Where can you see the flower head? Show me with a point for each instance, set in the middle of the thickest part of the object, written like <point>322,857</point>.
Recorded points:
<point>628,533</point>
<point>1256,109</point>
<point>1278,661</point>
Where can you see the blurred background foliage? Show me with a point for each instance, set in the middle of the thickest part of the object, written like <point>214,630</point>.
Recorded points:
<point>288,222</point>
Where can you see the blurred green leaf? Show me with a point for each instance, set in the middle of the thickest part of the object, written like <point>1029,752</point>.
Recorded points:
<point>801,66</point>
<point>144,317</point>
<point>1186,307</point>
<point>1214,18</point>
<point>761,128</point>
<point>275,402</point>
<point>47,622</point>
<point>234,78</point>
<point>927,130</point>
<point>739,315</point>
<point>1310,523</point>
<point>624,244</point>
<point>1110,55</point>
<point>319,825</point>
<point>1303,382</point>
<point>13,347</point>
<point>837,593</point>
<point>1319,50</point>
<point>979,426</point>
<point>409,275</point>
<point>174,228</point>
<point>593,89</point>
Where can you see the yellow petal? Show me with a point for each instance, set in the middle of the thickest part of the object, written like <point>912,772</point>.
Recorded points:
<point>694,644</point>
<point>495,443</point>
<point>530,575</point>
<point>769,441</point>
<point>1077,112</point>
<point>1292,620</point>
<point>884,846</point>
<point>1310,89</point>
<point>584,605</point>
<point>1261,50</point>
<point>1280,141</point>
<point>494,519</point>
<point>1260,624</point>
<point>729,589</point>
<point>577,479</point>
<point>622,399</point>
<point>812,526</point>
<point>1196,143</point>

==============================

#### THE PROBLEM:
Reproduce every row, substituting "Marked points" for each occurrence of "Recorded points" and leaving everything else as it is.

#### EXERCISE RESPONSE:
Where can you see the flower head? Show me with a point for each instance, set in the middle of the thickest part of the object, written like <point>322,857</point>.
Marked points:
<point>628,533</point>
<point>1256,109</point>
<point>1278,661</point>
Where can you see the blurred background foliage? Show me with a point for each instance, set in the middle of the thickest part of the object, written like <point>214,630</point>.
Marked points:
<point>288,222</point>
Where can you see the blurred green leaf? Show me with a point for each instance, set in the middle of the thickest part of the object, written like <point>1029,752</point>.
Marked points:
<point>801,66</point>
<point>144,317</point>
<point>1186,307</point>
<point>1214,18</point>
<point>761,128</point>
<point>275,402</point>
<point>47,622</point>
<point>234,78</point>
<point>927,130</point>
<point>739,315</point>
<point>1310,523</point>
<point>624,244</point>
<point>1110,55</point>
<point>319,825</point>
<point>1303,382</point>
<point>13,347</point>
<point>837,593</point>
<point>1319,50</point>
<point>979,426</point>
<point>409,275</point>
<point>174,228</point>
<point>593,89</point>
Where can you see the yellow petal? Show me with a point for each instance, set in the middle of the thickest part of the object, written like <point>912,772</point>.
Marked points:
<point>694,644</point>
<point>495,443</point>
<point>530,575</point>
<point>769,441</point>
<point>1077,112</point>
<point>1292,620</point>
<point>884,846</point>
<point>1310,89</point>
<point>584,605</point>
<point>1261,50</point>
<point>1280,141</point>
<point>494,519</point>
<point>1260,624</point>
<point>729,589</point>
<point>577,479</point>
<point>622,399</point>
<point>812,526</point>
<point>1196,143</point>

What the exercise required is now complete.